— START —

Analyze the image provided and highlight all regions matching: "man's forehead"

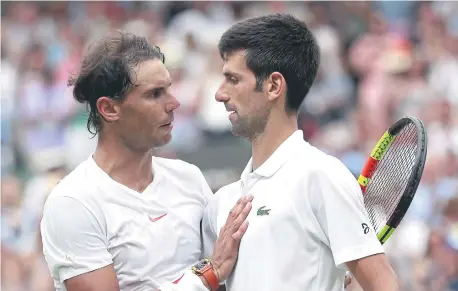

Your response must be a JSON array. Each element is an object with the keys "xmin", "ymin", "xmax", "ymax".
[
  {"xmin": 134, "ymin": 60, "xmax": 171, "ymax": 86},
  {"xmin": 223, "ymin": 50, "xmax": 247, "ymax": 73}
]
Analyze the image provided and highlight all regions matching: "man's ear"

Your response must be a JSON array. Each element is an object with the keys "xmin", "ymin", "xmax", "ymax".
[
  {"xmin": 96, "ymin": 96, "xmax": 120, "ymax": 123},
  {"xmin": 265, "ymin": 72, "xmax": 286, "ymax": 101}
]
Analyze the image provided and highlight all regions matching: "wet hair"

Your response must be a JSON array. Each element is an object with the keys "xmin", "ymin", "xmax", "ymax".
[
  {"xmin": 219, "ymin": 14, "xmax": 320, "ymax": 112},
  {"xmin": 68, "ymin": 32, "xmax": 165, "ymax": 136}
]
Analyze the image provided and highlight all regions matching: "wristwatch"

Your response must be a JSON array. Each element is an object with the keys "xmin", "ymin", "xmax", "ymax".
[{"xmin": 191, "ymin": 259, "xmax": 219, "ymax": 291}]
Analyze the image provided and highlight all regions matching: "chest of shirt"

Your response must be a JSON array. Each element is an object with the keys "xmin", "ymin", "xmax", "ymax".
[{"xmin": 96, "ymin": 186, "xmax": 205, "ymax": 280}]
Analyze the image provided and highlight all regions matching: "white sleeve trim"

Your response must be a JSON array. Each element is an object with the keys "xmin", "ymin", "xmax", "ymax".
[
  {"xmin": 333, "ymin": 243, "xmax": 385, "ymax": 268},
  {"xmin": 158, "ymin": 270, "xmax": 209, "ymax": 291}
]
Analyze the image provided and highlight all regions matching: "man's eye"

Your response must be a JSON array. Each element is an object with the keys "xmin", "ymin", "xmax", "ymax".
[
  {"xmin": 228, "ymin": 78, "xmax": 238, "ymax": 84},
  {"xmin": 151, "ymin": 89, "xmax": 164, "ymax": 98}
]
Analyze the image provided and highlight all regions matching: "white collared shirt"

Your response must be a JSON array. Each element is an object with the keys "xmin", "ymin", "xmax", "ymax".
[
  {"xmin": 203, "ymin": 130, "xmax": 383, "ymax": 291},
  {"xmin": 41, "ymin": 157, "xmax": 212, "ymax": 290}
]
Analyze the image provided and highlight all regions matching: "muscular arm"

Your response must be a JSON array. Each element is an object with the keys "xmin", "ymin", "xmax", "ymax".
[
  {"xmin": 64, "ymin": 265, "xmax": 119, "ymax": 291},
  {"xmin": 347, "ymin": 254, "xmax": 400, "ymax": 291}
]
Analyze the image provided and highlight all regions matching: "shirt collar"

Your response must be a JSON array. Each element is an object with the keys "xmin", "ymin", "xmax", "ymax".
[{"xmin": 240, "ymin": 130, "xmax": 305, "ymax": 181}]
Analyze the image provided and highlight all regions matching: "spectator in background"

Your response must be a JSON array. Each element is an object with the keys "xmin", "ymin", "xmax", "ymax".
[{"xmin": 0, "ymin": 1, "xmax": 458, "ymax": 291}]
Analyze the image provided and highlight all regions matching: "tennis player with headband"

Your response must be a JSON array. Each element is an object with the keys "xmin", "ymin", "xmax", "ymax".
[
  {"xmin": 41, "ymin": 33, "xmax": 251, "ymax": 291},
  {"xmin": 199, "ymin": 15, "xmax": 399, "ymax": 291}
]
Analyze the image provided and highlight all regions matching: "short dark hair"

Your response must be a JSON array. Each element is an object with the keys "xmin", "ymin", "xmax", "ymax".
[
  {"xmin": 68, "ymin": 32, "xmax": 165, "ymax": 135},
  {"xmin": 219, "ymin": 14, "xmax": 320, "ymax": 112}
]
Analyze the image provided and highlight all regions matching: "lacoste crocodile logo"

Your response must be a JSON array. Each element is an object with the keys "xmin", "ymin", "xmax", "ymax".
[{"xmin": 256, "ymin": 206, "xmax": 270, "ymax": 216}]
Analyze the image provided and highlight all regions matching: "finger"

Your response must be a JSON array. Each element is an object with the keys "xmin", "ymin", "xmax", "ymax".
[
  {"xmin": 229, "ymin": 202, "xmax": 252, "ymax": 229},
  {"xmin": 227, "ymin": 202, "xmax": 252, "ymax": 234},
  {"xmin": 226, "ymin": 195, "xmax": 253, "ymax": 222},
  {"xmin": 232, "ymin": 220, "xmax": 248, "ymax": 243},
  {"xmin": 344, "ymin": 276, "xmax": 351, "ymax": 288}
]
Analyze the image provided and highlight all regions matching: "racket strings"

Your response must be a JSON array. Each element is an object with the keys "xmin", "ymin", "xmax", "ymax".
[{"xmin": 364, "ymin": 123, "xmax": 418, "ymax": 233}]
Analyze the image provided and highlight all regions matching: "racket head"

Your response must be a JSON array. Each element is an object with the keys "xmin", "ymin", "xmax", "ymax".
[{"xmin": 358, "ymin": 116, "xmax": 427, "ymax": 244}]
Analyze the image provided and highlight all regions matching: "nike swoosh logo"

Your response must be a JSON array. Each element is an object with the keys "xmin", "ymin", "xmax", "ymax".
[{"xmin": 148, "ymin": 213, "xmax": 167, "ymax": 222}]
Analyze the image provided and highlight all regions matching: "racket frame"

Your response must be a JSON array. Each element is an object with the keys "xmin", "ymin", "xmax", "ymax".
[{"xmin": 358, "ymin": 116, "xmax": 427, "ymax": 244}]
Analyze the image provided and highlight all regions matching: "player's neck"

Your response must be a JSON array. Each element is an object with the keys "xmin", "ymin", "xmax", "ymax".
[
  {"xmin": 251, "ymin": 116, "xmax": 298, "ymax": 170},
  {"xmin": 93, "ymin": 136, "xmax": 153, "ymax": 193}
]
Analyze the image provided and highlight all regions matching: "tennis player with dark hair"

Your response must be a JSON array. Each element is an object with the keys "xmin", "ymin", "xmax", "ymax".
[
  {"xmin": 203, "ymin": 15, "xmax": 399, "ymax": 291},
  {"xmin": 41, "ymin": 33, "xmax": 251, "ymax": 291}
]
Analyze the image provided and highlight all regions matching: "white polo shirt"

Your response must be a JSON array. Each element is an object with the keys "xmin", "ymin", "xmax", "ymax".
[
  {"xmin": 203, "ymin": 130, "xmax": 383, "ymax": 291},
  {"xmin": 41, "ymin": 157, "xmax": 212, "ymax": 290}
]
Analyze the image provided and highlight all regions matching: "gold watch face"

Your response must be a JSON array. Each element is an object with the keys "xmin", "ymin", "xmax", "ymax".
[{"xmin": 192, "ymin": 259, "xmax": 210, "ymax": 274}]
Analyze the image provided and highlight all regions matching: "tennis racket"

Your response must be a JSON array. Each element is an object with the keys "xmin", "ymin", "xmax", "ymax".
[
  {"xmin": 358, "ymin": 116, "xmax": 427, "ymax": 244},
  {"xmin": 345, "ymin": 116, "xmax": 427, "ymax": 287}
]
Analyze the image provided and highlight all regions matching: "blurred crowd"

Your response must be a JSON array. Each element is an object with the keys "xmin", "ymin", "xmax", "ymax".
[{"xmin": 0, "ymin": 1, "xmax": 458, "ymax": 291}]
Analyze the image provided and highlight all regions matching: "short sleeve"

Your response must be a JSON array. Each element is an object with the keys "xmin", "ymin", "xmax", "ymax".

— END —

*WHAT YOU NEED TO DO:*
Collect every line of the lines above that contains the word "hair", copying each one in full.

*CORRECT OUTPUT:*
Analyze the image provided and highlight all regions matching: "wet hair"
Analyze the image provided and highlight all regions matching: "short dark hair"
Analyze the image provided and highlight all regions matching: "tennis player with dark hair"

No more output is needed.